| Supplied passage |
━━━━━━━━━━━━━━━━

Thrice Duke of Legnica: 1551–1556 (under regency), 1559–1576 and 1580-1581

Henry XI of Legnica (Henryk XI Legnicki; 23 February 1539 – 3 March 1588), was thrice Duke of Legnica: 1551–1556 (under regency), 1559–1576 and 1580–1581.

He was the eldest son of Frederick III, Duke of Legnica, by his wife Katharina, daughter of Henry V, Duke of Mecklenburg-Schwerin.

==Life==
===Early years===
Henry XI was born in Legnica Castle on 23 February 1539. In 1551, Henry XI's father was removed from the dukedom of Legnica by Emperor Charles V. The decision was dictated by the Emperor because Frederick III joined the coalition of Protestant rebel princes, and also supported the long-time enemy of the Habsburgs, King Henry II of France. Henry XI was chosen as the new Duke of Legnica, but because he was only twelve years old, regents were appointed by the Duchy, the Imperial governor, and the Bishop of Wrocław, Balthasar von Promnitz and George II the Pious, Duke of Brzeg (Frederick III's younger brother), in whose court Henry spent several years studying science. After the abdication of Emperor Charles V in 1556, Frederick III (after promising obedience and loyalty to the new Emperor Ferdinand I) regained the Duchy of Legnica.

━━━━━━━━━━━━━━━━

| Supplied material |

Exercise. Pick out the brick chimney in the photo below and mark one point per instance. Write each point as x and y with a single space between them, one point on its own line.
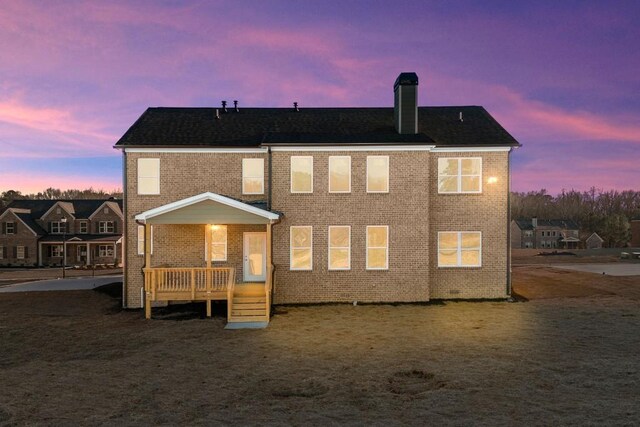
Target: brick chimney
405 106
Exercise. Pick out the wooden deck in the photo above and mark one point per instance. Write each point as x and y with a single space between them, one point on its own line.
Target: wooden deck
246 302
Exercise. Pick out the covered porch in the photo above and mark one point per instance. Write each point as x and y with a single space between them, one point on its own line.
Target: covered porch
236 266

━━━━━━━━━━━━━━━━

| Exercise tasks |
1. In the text on Henry XI of Legnica, where was Henry XI born?
2. In the Henry XI passage, rename "Katharina" to "Catherine" and give the text between "Henry XI of" and "Duke of Mecklenburg-Schwerin.", inclusive.
3. Condense the Henry XI passage's paragraph beginning "Henry XI was born in Legnica Castle" while keeping its main facts.

| Expected responses |
1. Legnica Castle.

2.
Henry XI of Legnica (Henryk XI Legnicki; 23 February 1539 – 3 March 1588), was thrice Duke of Legnica: 1551–1556 (under regency), 1559–1576 and 1580–1581.

He was the eldest son of Frederick III, Duke of Legnica, by his wife Catherine, daughter of Henry V, Duke of Mecklenburg-Schwerin.

3. Henry XI was born in Legnica Castle on 23 February 1539. In 1551 Emperor Charles V removed his father, Frederick III, from the dukedom of Legnica because Frederick III had joined the Protestant rebel princes and supported King Henry II of France. Henry XI was chosen as the new duke. Because he was only twelve, regents were appointed. He spent several years studying science at the court of George II the Pious, Duke of Brzeg, Frederick III's younger brother. After Charles V abdicated in 1556, Frederick III promised loyalty to Emperor Ferdinand I and regained the duchy.